### [Directions]
Please gather every line of the records below that contains the word "order", treating uppercase and lowercase as different.

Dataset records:
________________________

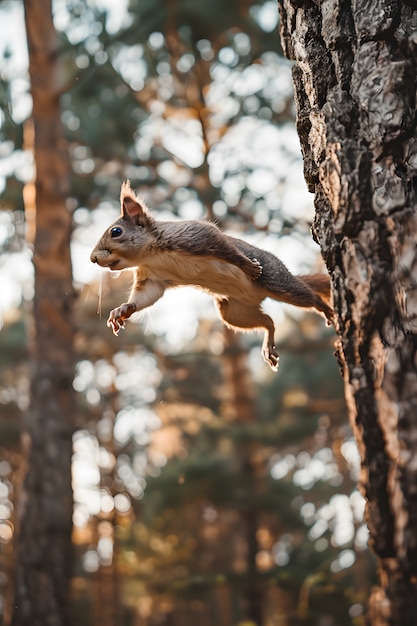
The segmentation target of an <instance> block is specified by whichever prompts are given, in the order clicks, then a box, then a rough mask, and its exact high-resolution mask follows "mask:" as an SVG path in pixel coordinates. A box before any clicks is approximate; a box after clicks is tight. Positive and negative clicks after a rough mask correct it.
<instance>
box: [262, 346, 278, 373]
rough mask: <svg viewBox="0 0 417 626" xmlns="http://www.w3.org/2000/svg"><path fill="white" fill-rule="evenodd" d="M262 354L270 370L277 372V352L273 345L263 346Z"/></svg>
mask: <svg viewBox="0 0 417 626" xmlns="http://www.w3.org/2000/svg"><path fill="white" fill-rule="evenodd" d="M262 356H263V357H264V360H265V361H266V362H267V363H268V365H269V367H270V368H271V370H272V371H274V372H277V371H278V367H279V354H278V351H277V349H276V348H275V346H266V347H265V346H264V347H263V348H262Z"/></svg>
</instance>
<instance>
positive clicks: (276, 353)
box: [215, 297, 279, 371]
mask: <svg viewBox="0 0 417 626" xmlns="http://www.w3.org/2000/svg"><path fill="white" fill-rule="evenodd" d="M215 300H216V305H217V308H218V310H219V313H220V316H221V318H222V319H223V321H224V323H225V324H226V326H229V327H230V328H233V329H234V330H256V329H257V328H263V329H264V330H265V335H264V340H263V344H262V356H263V357H264V359H265V361H266V362H267V363H268V365H269V366H270V367H271V369H273V370H274V371H276V370H277V369H278V365H279V354H278V352H277V350H276V348H275V343H274V334H275V326H274V322H273V321H272V319H271V318H270V317H269V315H267V314H266V313H264V312H263V311H262V310H261V309H260V307H259V305H254V306H248V305H247V304H245V303H244V302H240V301H239V300H234V299H233V298H220V297H218V298H215Z"/></svg>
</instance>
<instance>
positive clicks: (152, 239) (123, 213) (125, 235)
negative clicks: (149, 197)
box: [90, 181, 155, 270]
mask: <svg viewBox="0 0 417 626" xmlns="http://www.w3.org/2000/svg"><path fill="white" fill-rule="evenodd" d="M120 206H121V215H120V217H119V218H118V219H117V220H116V221H115V222H113V224H111V225H110V226H109V227H108V228H107V230H105V231H104V233H103V235H102V236H101V237H100V239H99V240H98V242H97V244H96V246H95V247H94V250H93V251H92V253H91V256H90V259H91V261H92V262H93V263H98V265H101V267H107V268H109V269H111V270H123V269H127V268H129V267H136V266H138V265H139V264H140V262H141V261H143V260H144V259H145V257H146V254H147V253H148V252H149V251H150V248H151V246H152V243H153V242H154V240H155V237H154V235H153V234H152V231H153V229H152V225H153V224H154V219H153V218H152V216H151V215H150V214H149V213H148V210H147V207H146V204H145V202H144V201H143V200H142V199H141V198H138V197H137V196H136V195H135V193H134V191H133V190H132V188H131V186H130V182H129V181H126V182H124V183H123V184H122V189H121V192H120Z"/></svg>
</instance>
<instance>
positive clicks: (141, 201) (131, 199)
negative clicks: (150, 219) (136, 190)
mask: <svg viewBox="0 0 417 626" xmlns="http://www.w3.org/2000/svg"><path fill="white" fill-rule="evenodd" d="M120 204H121V209H122V215H123V217H127V218H130V219H131V220H133V221H134V222H136V223H137V224H139V225H140V226H145V225H146V224H147V223H148V222H149V220H150V216H149V214H148V212H147V210H146V204H145V203H144V202H143V200H141V199H139V198H137V197H136V195H135V193H134V191H133V189H132V187H131V186H130V182H129V181H128V180H127V181H125V182H124V183H123V184H122V189H121V192H120Z"/></svg>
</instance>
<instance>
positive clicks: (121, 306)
mask: <svg viewBox="0 0 417 626" xmlns="http://www.w3.org/2000/svg"><path fill="white" fill-rule="evenodd" d="M135 311H136V304H134V303H133V302H125V303H124V304H121V305H120V306H119V307H117V309H113V311H111V312H110V315H109V319H108V320H107V326H108V327H109V328H111V329H112V331H113V335H116V337H117V335H118V334H119V331H120V330H121V329H122V328H124V327H125V320H126V319H128V318H129V317H130V316H131V315H132V313H134V312H135Z"/></svg>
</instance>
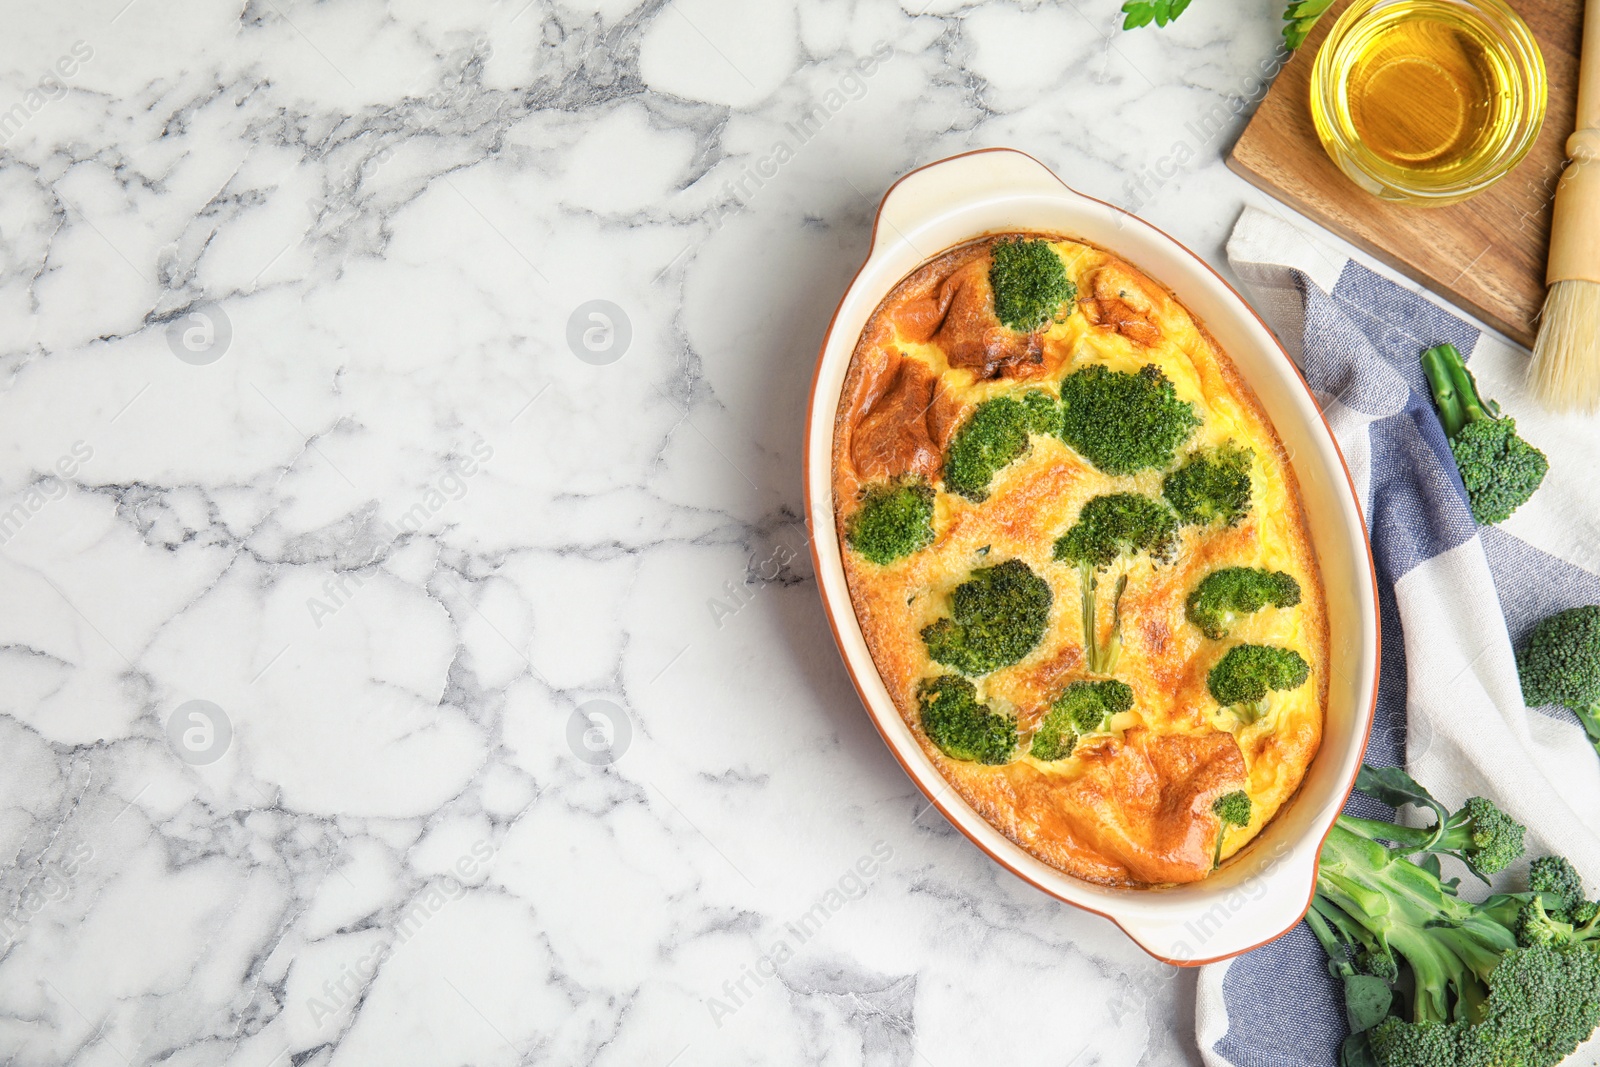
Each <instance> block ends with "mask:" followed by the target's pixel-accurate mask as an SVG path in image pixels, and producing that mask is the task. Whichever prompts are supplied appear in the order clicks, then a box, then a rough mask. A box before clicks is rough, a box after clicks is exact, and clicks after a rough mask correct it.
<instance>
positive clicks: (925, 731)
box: [917, 675, 1016, 765]
mask: <svg viewBox="0 0 1600 1067" xmlns="http://www.w3.org/2000/svg"><path fill="white" fill-rule="evenodd" d="M917 701H918V705H920V710H922V731H923V733H925V734H928V741H931V742H933V744H936V745H938V747H939V750H941V752H942V753H944V755H947V757H950V758H952V760H966V761H970V763H990V765H997V763H1008V761H1010V760H1011V758H1013V757H1014V755H1016V720H1013V718H1010V717H1006V715H1000V713H998V712H994V710H990V709H989V705H987V704H979V702H978V689H976V688H974V686H973V683H971V681H968V680H966V678H962V677H958V675H942V677H939V678H930V680H926V681H923V683H922V686H920V689H918V693H917Z"/></svg>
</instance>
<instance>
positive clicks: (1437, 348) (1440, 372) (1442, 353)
mask: <svg viewBox="0 0 1600 1067" xmlns="http://www.w3.org/2000/svg"><path fill="white" fill-rule="evenodd" d="M1451 355H1454V358H1456V360H1459V358H1461V354H1459V352H1458V350H1456V346H1453V344H1440V346H1434V347H1432V349H1427V350H1426V352H1422V373H1424V374H1426V376H1427V384H1429V387H1430V389H1432V390H1434V406H1435V408H1438V421H1440V422H1442V424H1443V426H1445V437H1454V435H1456V434H1459V432H1461V427H1464V426H1466V424H1467V413H1466V408H1464V405H1462V398H1461V394H1459V390H1458V387H1456V376H1454V373H1453V371H1451ZM1462 370H1466V368H1462Z"/></svg>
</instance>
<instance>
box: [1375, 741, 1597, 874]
mask: <svg viewBox="0 0 1600 1067" xmlns="http://www.w3.org/2000/svg"><path fill="white" fill-rule="evenodd" d="M1355 787H1357V789H1360V790H1362V792H1365V793H1370V795H1371V797H1376V798H1378V800H1381V801H1384V803H1386V805H1390V806H1395V808H1400V806H1405V805H1416V806H1419V808H1426V809H1429V811H1432V814H1434V825H1430V827H1405V825H1395V824H1394V822H1384V821H1381V819H1360V817H1355V816H1349V817H1346V819H1344V827H1346V829H1347V830H1352V832H1355V833H1363V835H1365V837H1370V838H1371V840H1374V841H1390V843H1392V845H1394V848H1395V851H1397V853H1400V854H1405V856H1411V854H1418V853H1429V854H1434V856H1454V857H1456V859H1459V861H1461V862H1464V864H1466V865H1467V867H1470V869H1472V872H1474V873H1475V875H1478V877H1480V878H1483V880H1485V881H1488V875H1493V873H1499V872H1501V870H1504V869H1506V867H1509V865H1510V864H1512V862H1515V861H1517V857H1520V856H1522V851H1523V835H1525V833H1526V830H1525V829H1523V825H1522V824H1520V822H1517V821H1515V819H1512V817H1510V816H1509V814H1506V813H1504V811H1501V809H1499V808H1498V806H1496V805H1494V801H1491V800H1485V798H1483V797H1472V798H1469V800H1467V803H1464V805H1461V808H1459V809H1458V811H1450V809H1448V808H1445V805H1442V803H1440V801H1438V800H1435V798H1434V795H1432V793H1429V792H1427V790H1426V789H1422V787H1421V785H1419V784H1418V782H1416V779H1414V777H1411V776H1410V774H1406V773H1405V771H1402V769H1400V768H1394V766H1387V768H1370V766H1363V768H1362V773H1360V776H1358V777H1357V781H1355ZM1573 877H1574V878H1576V873H1574V875H1573Z"/></svg>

________________________

### [Response]
The segmentation target of an <instance> block is specified by whichever prompts are given, in the order clicks, then a box, then a rough mask, and its exact high-resolution mask follows "mask:" as an SVG path in pixel coordinates. A box before any clicks is approximate; a box after clicks is tight. Positive and negative clicks after a rough mask correct it.
Each <instance> block ends with "mask:" followed by the target's pixel-accurate mask as an SVG path in image pixels, and producing that mask is the task. Whichever prompts are supplied appear in the order clicks, then a box, then a rough mask. A box before clicks is rough, a box after clicks is exact, and clicks after a rough mask correct it.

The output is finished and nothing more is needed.